| Exercise instructions |
1 > In the SQL conflict detection page, why does Stage 2 substitute actual Python values into the SQL before AST analysis? Answer in one to three sentences.
2 > Translate this sentence from the SQL conflict detection page into Spanish: "The resolved SQL is only used for predicate extraction – it is never executed."

| Extract |
=-=-=

SQL Conflict Detection – Technical Details¶

Frontrun’s SQL conflict detection intercepts cursor.execute() calls, parses the SQL, and reports per-table (or per-row) resource IDs to the DPOR engine. This replaces the coarse endpoint-level detection where all SQL to the same (host, port) collapses to a single conflict point.

How a SQL Statement Becomes a DPOR Conflict¶

Consider two threads running against the same PostgreSQL database. Thread A executes:

SELECT * FROM accounts WHERE id = 1;

Thread B executes:

UPDATE accounts SET balance = 0 WHERE id = 2;

Without SQL-level detection, both statements produce send()/recv() on the same socket (localhost:5432). DPOR sees a write-write conflict on a single ObjectId and explores O(n!) interleavings – none of which can actually race, because the two statements touch different rows on different tables.

With SQL detection enabled, the data flows through six stages:

Stage 1 – SQL parsing (_sql_parsing.py). parse_sql_access(sql) returns a SqlAccessResult whose main fields are read_tables, write_tables, lock_intent, and tx_op (plus temporal_clauses, delete_tables, and the parsed ast). All statements go through sqlglot for full AST analysis; string-based handling exists only for constructs sqlglot cannot parse (LOCK TABLE, SAVEPOINT, PREPARE, and similar). Statements that fail to parse entirely return empty sets, falling back to endpoint-level detection. Transaction control statements (BEGIN, COMMIT, ROLLBACK, SAVEPOINT) are detected and returned as tx_op with no table sets.

Stage 2 – Parameter resolution (_sql_params.py). ORM queries are parameterized (WHERE id = %s), so sqlglot sees placeholders, not values. resolve_parameters() substitutes the actual Python values before AST analysis. All five PEP 249 paramstyles are supported: qmark (?), numeric (:1), named (:name), format (%s), and pyformat (%(name)s). The resolved SQL is only used for predicate extraction – it is never executed.

Stage 3 – Predicate extraction (_sql_predicates.py). extract_equality_predicates() parses the WHERE clause and extracts equality and IN-list predicates on primary key columns:

# Input (after parameter resolution):
"SELECT * FROM accounts WHERE id = 42 AND region = 'us-east'"

=-=-=

| Information shown |
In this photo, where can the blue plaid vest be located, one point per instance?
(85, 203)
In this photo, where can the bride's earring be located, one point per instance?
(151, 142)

=-=-=

| Task responses |
1 > ORM queries are parameterized (for example, WHERE id = %s), so sqlglot would see only placeholders, not values. resolve_parameters() puts the actual Python values in place before AST analysis so the values are available for predicate extraction.

2 > El SQL resuelto solo se usa para la extracción de predicados; nunca se ejecuta.